Aim of the task: Print the listing below line for line, without changing anything.

<<<<

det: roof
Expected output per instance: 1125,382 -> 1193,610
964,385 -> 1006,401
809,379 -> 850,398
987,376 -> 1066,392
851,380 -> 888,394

>>>>

Complete answer:
det: roof
Expected output per instance: 1125,382 -> 1193,610
964,385 -> 1006,401
809,379 -> 850,398
987,376 -> 1066,392
851,380 -> 888,394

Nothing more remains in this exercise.